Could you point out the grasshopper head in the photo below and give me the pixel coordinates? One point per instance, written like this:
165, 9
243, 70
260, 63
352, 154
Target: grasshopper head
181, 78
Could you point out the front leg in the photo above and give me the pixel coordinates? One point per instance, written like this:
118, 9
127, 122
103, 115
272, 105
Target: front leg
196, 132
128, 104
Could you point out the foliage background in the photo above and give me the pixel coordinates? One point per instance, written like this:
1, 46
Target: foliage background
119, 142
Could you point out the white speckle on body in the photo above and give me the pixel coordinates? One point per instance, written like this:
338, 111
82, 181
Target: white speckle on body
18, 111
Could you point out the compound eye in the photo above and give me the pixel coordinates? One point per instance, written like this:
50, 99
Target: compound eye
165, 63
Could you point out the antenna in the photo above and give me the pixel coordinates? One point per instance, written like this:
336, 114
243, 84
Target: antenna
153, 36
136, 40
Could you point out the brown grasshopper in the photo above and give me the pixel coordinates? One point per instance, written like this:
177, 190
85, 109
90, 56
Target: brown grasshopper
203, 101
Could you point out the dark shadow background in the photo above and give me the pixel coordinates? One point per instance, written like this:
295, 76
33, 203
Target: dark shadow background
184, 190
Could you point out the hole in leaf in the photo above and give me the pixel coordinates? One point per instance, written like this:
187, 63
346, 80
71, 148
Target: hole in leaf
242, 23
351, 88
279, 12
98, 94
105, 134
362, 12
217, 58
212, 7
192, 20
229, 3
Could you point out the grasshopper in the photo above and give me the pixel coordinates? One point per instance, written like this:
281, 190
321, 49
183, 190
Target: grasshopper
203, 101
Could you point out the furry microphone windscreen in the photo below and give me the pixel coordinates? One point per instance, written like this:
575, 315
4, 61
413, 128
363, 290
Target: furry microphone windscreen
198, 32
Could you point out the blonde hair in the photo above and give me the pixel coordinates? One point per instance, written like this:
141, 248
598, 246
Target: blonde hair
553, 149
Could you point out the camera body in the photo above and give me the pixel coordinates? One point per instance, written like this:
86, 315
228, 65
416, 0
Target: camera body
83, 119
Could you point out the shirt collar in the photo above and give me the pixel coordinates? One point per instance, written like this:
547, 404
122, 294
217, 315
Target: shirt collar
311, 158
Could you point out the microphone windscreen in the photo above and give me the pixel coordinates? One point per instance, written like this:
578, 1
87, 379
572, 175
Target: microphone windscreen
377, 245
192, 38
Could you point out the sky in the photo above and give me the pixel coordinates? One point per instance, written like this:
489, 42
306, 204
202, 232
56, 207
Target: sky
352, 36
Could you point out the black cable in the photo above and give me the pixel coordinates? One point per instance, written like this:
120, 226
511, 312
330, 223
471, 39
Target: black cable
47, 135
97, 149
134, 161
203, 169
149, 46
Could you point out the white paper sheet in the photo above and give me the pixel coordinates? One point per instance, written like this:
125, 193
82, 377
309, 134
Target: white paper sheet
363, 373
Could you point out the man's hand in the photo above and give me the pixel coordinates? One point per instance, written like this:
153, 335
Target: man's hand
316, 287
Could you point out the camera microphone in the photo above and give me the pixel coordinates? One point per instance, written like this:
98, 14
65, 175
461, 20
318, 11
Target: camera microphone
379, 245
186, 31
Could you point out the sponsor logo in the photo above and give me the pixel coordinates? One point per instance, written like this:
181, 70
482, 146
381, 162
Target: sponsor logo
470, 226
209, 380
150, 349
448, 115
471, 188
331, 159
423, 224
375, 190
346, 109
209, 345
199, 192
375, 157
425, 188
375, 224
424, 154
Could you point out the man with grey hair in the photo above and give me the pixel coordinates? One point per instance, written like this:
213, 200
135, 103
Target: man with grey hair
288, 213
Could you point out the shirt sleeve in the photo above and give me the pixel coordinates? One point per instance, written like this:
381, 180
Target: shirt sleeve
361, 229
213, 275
* * *
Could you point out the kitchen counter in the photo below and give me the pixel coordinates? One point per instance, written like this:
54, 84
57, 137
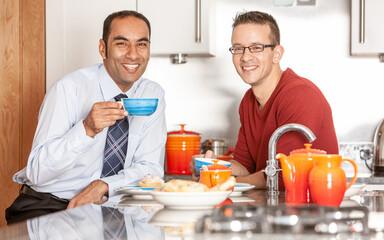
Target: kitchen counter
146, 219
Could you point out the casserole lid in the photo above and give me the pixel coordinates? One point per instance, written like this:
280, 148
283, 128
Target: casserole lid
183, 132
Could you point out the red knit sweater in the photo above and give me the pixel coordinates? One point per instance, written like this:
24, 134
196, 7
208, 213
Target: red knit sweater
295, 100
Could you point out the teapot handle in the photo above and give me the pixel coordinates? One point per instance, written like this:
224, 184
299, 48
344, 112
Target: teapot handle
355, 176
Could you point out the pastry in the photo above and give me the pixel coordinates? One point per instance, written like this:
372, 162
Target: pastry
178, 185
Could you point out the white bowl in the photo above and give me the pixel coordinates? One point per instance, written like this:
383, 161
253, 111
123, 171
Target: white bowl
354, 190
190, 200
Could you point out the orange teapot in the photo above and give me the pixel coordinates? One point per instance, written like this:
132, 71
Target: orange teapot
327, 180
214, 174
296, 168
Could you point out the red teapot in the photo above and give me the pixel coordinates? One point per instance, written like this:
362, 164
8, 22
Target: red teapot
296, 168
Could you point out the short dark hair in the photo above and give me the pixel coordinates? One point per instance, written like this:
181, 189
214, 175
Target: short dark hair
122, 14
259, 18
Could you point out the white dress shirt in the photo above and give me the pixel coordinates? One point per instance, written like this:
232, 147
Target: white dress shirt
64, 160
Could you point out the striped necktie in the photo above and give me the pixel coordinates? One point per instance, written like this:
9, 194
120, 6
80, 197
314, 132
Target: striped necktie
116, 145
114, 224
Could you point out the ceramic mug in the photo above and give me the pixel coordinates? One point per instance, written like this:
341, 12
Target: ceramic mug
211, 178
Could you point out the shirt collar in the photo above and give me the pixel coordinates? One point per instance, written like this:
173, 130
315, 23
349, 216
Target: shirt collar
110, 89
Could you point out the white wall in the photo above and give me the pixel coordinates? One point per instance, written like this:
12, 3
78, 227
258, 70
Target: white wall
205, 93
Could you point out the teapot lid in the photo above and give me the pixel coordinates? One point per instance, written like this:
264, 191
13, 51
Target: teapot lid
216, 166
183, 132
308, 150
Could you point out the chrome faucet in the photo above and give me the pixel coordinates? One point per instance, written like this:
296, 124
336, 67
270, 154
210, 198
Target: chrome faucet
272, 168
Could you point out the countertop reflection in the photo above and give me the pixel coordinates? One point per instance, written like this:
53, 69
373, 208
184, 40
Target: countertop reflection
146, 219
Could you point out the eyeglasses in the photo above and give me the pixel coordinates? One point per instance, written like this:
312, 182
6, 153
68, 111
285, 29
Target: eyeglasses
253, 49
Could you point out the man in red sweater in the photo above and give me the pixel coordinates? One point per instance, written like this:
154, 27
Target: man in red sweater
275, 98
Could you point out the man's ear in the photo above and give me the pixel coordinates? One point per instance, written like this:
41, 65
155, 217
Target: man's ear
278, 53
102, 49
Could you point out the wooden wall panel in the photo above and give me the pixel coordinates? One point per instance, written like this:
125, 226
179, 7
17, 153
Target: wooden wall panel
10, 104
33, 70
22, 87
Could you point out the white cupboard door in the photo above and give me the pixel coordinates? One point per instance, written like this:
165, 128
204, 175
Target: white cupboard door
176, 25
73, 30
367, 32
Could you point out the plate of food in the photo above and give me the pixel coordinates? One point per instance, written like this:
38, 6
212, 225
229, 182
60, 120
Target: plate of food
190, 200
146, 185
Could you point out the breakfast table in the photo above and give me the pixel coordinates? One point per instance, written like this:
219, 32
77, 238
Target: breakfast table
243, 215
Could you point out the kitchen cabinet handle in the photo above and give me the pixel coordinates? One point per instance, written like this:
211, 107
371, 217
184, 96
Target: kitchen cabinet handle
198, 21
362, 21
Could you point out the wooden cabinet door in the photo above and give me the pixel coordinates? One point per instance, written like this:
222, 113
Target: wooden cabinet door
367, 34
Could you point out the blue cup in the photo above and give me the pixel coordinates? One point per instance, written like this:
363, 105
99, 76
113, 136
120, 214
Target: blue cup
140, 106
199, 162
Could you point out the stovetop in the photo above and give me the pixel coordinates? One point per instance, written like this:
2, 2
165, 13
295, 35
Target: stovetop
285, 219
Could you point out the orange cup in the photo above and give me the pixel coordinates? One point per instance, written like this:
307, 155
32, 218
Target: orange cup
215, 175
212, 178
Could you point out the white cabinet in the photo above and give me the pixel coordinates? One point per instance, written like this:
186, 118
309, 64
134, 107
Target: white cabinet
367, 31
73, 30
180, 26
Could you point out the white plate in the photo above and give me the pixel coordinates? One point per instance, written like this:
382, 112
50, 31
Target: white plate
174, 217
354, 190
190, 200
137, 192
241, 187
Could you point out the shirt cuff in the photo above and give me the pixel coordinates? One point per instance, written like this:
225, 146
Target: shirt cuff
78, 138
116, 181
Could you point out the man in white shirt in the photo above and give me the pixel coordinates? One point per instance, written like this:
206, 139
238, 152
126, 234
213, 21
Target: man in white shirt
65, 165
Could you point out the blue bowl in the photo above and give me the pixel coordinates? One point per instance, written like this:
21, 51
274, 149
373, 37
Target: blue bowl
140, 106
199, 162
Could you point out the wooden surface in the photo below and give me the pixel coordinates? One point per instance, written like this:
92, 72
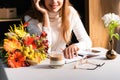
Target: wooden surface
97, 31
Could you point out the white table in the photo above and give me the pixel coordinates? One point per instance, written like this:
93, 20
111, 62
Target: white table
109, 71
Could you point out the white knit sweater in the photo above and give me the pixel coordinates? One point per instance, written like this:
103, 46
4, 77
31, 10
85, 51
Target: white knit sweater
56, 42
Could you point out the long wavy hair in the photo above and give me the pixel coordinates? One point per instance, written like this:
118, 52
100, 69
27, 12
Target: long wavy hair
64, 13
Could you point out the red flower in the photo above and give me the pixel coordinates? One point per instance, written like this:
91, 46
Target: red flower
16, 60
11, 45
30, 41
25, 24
...
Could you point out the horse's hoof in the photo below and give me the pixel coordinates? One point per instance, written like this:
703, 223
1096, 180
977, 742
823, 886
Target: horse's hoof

## [Task description]
Identify all lines in the records above with the word "hoof".

## [Response]
Could you point out the horse's hoof in the photo below and give me the pixel coordinates? One point per instance, written like this:
Target: horse's hoof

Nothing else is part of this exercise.